OSCAR CAHÉN was born in 1916 in Copenhagen, the son of a German Jewish intellectual, Fritz Max Cahén, who travelled widely in his career. He worked in senior levels of the post-First World War German government, wrote plays under a pseudonym, and was a newspaperman. Fritz, whom Michael got to know only after Oscar's death, was learned, multi-faceted and strict. "He was a very upright, starchy academic who spoke 10 languages," says Michael. In 1916, he was a correspondent in Denmark. Fritz and his Roman Catholic wife, Mali, both supported their son's wish to be an artist, but insisted on a proper education. Oscar studied at the prestigious Kunstakademie in Dresden, and in Paris, Italy and Stockholm.

In the early '30s, as the Nazi grip on Germany was tightening, Fritz became active in the anti-Hitler underground. In 1933, after receiving word he was about to be arrested, Fritz, with Mali and 17-year-old Oscar, escaped at dawn from Dresden and slipped across the border into Czechoslovakia. By 1937, Fritz had become a resistance leader, and even living outside Germany was dangerous. He left his wife and son to write about America for a Czech newspaper. In 1939, a U.S. publisher released Men Against Hitler, Fritz's fascinating account of his life in the anti-Hitler movement.

Oscar, too, was involved in the resistance. In Prague, he may also have been the family's main income earner. Fritz writes in his book that he had paying work only once in a while, noting that Oscar sold drawings to help the family. By 1938, a year after Fritz had fled Czechoslovakia, Oscar was teaching illustration and design at the Rotter School. Just before war broke out, he and Mali made their way to London, where she worked for the BBC, broadcasting propaganda to the Germans. Yet shortly after his arrival in Britain, Oscar was interned as an enemy alien and, in 1940, at age 24, he was sent to a prison camp near Sherbrooke.

An astute art director from the Montreal Standard, Ben Turner, discovered Cahén after a photo team from the newsweekly had shot pictures at the camp that included the artist at work. Curious about the internee, Turner commissioned him to do illustrations. Initially, the work was "down-beat - heavy proletarian pawns of fate clumping to the grave," in the words of Dick Hersey, who became a good friend of Cahén and art director of Weekend Magazine, which absorbed the Standard in 1951. But, later, Cahén delivered work that was "alive and delightful," said Hersey in a memoir following Cahén's death. About 18 months after he'd been interned, Cahén was released under the sponsorship of a Montreal impresario named Collin Gravenor, and he quickly became sought-after by magazine art directors who recognized his talent and wit as an illustrator. Between assignments, he continued to paint. In 1943, Cahén moved to Toronto.

Challenge a> Count the lines in the records below that contain the string "shorts", and reply with the number only.

[A data block]
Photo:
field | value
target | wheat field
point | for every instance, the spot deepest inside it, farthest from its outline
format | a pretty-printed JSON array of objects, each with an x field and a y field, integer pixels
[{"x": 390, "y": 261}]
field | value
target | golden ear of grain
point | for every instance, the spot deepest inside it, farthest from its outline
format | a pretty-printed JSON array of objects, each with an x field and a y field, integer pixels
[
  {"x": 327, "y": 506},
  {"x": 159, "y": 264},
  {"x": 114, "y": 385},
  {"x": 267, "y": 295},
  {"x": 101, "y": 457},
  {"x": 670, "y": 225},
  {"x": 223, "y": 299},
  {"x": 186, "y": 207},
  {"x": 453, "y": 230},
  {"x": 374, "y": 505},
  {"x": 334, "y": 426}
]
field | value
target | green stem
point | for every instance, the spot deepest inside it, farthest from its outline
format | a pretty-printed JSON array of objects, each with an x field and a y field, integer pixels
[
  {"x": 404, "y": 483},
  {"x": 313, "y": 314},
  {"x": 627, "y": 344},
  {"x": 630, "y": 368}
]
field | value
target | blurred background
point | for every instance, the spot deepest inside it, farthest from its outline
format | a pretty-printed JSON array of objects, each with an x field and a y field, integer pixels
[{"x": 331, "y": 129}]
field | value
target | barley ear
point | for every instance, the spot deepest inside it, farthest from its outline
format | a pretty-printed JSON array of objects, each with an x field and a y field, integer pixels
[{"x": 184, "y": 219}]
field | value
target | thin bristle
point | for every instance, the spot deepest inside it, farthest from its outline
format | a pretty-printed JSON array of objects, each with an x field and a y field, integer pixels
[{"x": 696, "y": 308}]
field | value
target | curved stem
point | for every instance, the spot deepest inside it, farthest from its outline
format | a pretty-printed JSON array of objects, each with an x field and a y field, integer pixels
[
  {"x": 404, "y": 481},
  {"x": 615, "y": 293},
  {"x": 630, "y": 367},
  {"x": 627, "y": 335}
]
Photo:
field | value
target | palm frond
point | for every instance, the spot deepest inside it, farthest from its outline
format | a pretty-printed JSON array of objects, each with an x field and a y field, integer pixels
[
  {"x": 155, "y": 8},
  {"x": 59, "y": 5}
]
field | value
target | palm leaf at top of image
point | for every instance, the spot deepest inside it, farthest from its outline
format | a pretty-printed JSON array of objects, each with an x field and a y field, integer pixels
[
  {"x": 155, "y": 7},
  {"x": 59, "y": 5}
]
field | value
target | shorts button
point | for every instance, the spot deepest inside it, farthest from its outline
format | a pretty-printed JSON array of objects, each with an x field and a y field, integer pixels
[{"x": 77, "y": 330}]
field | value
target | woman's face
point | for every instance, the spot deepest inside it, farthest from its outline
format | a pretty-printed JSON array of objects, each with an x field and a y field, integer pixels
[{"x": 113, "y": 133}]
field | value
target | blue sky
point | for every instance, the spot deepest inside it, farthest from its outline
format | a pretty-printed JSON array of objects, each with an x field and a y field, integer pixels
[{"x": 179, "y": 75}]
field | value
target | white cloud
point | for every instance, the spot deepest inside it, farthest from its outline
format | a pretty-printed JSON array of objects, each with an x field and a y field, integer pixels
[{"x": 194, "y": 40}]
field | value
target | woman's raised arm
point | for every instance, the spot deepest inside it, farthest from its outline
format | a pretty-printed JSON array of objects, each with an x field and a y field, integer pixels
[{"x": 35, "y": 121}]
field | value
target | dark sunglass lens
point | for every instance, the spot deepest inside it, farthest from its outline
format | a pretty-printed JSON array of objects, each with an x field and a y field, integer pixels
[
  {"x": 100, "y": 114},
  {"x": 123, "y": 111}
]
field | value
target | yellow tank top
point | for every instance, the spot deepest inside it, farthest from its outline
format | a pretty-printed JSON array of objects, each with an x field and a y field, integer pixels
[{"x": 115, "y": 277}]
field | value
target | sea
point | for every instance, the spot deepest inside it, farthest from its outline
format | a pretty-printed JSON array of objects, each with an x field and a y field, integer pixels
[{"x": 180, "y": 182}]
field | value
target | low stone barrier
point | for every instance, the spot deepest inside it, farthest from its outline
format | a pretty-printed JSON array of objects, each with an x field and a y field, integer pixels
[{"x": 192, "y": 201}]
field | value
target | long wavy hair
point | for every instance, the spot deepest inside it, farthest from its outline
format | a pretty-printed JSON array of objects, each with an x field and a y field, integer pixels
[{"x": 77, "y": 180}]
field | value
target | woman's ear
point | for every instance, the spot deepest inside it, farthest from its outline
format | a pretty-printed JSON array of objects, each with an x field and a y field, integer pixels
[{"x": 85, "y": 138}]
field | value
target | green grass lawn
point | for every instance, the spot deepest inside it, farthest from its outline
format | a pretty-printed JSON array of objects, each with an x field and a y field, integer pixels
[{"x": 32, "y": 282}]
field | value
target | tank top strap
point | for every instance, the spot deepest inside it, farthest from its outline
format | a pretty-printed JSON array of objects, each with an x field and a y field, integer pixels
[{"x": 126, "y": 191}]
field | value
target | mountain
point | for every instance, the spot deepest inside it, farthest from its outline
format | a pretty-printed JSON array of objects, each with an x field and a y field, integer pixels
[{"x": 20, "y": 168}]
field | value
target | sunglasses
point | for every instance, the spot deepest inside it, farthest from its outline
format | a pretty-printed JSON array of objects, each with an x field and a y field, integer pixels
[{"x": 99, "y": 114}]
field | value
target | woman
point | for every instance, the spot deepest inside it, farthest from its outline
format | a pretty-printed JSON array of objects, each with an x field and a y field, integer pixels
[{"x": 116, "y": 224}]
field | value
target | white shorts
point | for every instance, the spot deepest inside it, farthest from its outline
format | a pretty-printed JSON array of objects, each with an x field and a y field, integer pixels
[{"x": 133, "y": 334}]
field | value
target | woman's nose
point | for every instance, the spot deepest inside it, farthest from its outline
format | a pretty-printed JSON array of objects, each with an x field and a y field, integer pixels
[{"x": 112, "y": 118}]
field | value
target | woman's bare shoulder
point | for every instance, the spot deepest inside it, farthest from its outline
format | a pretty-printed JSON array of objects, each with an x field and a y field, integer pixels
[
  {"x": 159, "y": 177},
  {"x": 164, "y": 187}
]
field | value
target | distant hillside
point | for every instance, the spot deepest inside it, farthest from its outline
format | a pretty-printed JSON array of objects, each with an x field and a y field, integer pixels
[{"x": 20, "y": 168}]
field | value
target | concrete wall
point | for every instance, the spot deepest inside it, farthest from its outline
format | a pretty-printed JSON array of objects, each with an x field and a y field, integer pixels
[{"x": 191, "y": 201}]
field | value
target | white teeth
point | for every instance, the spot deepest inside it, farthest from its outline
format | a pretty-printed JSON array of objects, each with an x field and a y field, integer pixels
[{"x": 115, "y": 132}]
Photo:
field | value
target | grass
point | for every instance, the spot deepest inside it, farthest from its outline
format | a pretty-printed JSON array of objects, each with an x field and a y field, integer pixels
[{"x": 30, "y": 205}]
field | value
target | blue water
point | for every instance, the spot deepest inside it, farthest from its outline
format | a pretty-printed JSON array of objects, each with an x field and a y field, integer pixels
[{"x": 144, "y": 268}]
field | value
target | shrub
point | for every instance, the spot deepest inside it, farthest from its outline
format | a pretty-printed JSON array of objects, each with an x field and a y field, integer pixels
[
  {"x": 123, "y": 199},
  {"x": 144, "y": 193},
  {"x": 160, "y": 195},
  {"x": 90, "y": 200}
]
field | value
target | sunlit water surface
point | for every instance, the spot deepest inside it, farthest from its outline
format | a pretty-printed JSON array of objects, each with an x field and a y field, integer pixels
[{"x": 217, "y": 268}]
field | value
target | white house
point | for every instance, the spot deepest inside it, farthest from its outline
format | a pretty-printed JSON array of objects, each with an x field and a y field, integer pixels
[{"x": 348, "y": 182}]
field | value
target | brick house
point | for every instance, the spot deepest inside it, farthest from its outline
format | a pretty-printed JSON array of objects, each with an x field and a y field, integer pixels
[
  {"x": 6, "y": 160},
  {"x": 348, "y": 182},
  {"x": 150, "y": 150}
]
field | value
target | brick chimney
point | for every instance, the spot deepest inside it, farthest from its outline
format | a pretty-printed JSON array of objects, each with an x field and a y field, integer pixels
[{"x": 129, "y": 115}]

Challenge b> According to the passage on Oscar Cahén, why did Fritz, Mali and Oscar flee Dresden in 1933?

Worked solution a> 2

Worked solution b> Fritz had become active in the anti-Hitler underground as the Nazi grip on Germany tightened. In 1933 he received word that he was about to be arrested, so the three escaped from Dresden at dawn and slipped across the border into Czechoslovakia.